Your objective:
Render every line of the entries below as a numbered list, skipping any blank lines and leaving out the pictures.

Excerpts from point annotation data:
☆ ☆ ☆ ☆ ☆
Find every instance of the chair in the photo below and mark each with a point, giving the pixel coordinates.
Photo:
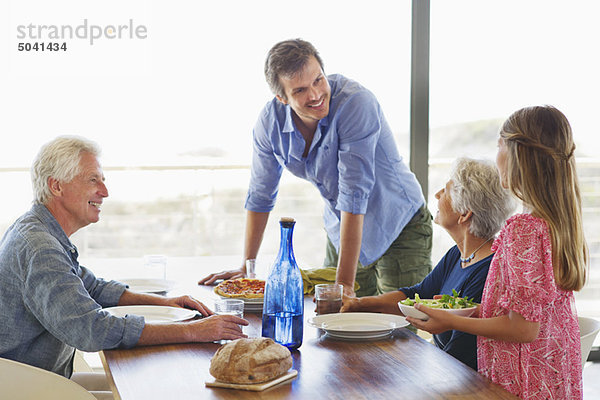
(588, 329)
(20, 381)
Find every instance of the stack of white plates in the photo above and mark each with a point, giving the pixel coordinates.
(149, 285)
(358, 325)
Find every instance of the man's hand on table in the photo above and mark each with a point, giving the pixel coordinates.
(231, 274)
(188, 302)
(217, 327)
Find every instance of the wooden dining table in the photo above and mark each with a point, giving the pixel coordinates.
(400, 366)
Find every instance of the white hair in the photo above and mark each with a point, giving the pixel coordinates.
(476, 187)
(58, 159)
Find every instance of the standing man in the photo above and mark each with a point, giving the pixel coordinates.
(332, 132)
(49, 304)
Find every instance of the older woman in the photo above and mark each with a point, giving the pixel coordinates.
(471, 208)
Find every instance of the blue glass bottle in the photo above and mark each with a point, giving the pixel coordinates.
(283, 309)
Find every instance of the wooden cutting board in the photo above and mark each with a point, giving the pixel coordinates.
(257, 387)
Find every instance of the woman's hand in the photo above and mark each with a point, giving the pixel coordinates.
(439, 321)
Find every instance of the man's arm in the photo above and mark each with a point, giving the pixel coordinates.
(350, 241)
(209, 329)
(215, 327)
(256, 223)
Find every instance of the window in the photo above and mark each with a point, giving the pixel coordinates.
(491, 58)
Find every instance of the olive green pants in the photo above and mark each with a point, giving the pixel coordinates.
(406, 262)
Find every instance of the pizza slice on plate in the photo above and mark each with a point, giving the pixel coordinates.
☆ ☆ ☆ ☆ ☆
Written solution:
1. Find every instance of the chair in the photo below and mark each with a point, giving the pixel coordinates.
2. Photo:
3. (588, 329)
4. (20, 381)
5. Find every instance of the stack of white plates in the photo above and mark each with a point, giving the pixel coordinates.
6. (149, 285)
7. (358, 325)
8. Find every instance of the man's hand on table in the photo above and mark each with a point, giving the pixel coordinates.
9. (231, 274)
10. (188, 302)
11. (217, 327)
12. Find every instance of the wooden dining table in the photo above and mark each with a point, giving the pixel coordinates.
13. (400, 366)
14. Find every instance of the white hair in the photo above and mark each with a point, giving the pixel coordinates.
15. (476, 187)
16. (58, 159)
17. Find every instance of the standing man in the photo above and mark each with a point, giving the pixel coordinates.
18. (332, 132)
19. (49, 304)
20. Find every instance of the older woman in the photo above and mark each with a point, giving the pixel coordinates.
21. (471, 208)
22. Find every instance of the blue glass bottle in the photo above and mark each with a point, giving the pixel coordinates.
23. (283, 309)
24. Find every instance of the wooden cutting board in the photo above and mark each with a point, giving the pixel coordinates.
25. (257, 387)
26. Find every instance of the woman's hand in the photo above and mark each with a point, giving the pixel coordinates.
27. (439, 321)
28. Find every instance of the man's arm in the photo above and mark each with a point, giving the pixel coordinates.
29. (350, 241)
30. (209, 329)
31. (215, 327)
32. (256, 223)
33. Find every instance of the window in the photo above and mark each with a point, giving the pixel coordinates.
34. (491, 58)
35. Find every instance of the olive green pants in the photo above and mark each with a point, giving the pixel coordinates.
36. (406, 262)
37. Find every instance of the pizza slice on plate in the photo above and mark each with a point, giving the pixel coordinates.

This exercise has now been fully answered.